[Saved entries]
━━━━━━

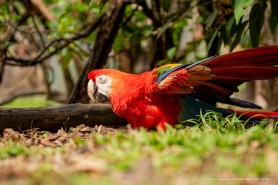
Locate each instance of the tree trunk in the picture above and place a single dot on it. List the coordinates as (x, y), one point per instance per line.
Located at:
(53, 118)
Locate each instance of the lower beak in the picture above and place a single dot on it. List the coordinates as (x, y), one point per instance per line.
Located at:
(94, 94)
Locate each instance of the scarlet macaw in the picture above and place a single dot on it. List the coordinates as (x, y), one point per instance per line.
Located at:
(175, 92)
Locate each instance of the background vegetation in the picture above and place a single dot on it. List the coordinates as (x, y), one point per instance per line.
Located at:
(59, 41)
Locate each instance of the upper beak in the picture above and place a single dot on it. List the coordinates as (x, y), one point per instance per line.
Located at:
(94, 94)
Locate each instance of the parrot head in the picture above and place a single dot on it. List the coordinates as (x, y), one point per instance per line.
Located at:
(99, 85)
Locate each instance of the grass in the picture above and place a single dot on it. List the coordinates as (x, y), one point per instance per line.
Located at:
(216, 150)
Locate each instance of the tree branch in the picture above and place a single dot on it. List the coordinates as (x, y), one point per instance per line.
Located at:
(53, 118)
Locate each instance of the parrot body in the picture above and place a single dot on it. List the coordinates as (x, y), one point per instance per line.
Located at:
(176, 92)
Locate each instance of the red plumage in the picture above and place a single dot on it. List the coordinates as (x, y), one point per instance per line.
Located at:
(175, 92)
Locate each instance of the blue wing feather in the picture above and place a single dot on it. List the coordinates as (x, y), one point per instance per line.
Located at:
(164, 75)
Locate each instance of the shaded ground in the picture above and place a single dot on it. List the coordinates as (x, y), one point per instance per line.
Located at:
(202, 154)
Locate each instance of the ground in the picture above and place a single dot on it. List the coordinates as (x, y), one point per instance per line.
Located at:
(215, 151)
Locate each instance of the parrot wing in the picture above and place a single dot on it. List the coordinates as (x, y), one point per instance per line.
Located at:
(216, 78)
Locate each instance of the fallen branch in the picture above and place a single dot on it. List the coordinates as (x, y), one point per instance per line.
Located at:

━━━━━━

▸ **Do this**
Could you rewrite everything in the listing from the line containing "Locate each instance of the parrot body" down to its end, requests included, with every coordinate in the answers scaled by 0.2 and rounded to the nearest whole number, halves going up?

▸ **Solution for this problem**
Locate each instance of the parrot body in the picture above and place a single dot on it. List the coordinates as (x, y), one point per instance per line.
Located at:
(35, 18)
Locate each instance of the red plumage in the picture above and place a single dot on it. List the coordinates as (x, y), one point per instance per line.
Located at:
(35, 18)
Locate each instance of the blue wing feather in the picture above and place a single dot on it. List the coordinates as (x, y), one point per instance per line.
Located at:
(33, 15)
Locate each instance of the shaded ground in the picture above and place a single dot on it. List the coordinates as (x, y), one point per instance per line.
Located at:
(40, 31)
Locate each instance of the ground in the picture above and place a single dot on it. List the coordinates as (x, y), one point per instance per line.
Located at:
(43, 30)
Locate each instance of the parrot wing in the picture above and place a single dot on it. List the coordinates as (x, y), one point per instance per line.
Located at:
(43, 16)
Locate each instance of the fallen branch in the picture above and place a single dot on it. List the coordinates as (x, y), one point per instance per line.
Located at:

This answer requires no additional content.